Brief: What is needed is every line, exactly as given, from the line containing "Target: cream cactus flower" through the end of the data below.

====== Supplied records ======

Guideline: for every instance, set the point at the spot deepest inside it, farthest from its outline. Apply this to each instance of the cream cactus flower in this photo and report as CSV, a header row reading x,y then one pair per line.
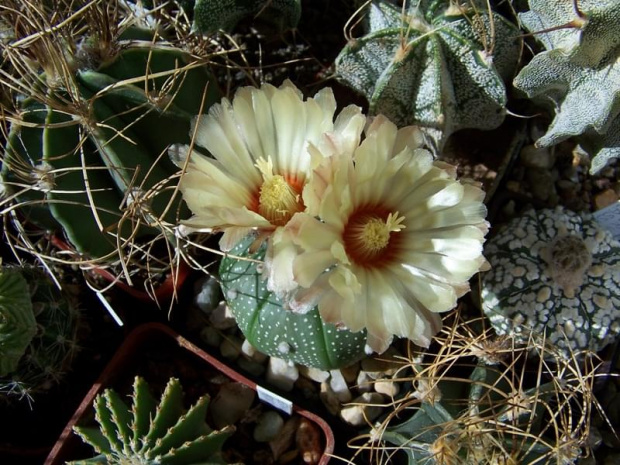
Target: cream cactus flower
x,y
388,240
259,143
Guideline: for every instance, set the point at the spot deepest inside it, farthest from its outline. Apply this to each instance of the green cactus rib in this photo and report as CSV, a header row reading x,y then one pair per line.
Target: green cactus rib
x,y
106,173
53,342
147,433
580,65
273,330
436,66
213,15
17,322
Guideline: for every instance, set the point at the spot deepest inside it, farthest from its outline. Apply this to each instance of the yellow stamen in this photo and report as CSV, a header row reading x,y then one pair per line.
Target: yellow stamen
x,y
277,201
366,237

======

Reply to the task:
Target: cream cactus flower
x,y
388,240
259,143
Guideline: for every instance, set the point at the spot deepest inside it, farthest from its outline. Apply this to each instance of the green cactus rib in this photo and report as CSV, a header row reading x,y then one pair per line.
Target: green cactus rib
x,y
106,173
53,342
147,433
580,65
273,330
436,66
213,15
17,322
Guideline: for every instance, set the point at the spot deepest inside it, farthest from its outline. Apply this to each instance of the yellow stamen in this photo and report as CSV, a header row reading x,y then one pair per line.
Target: yellow stamen
x,y
277,201
366,237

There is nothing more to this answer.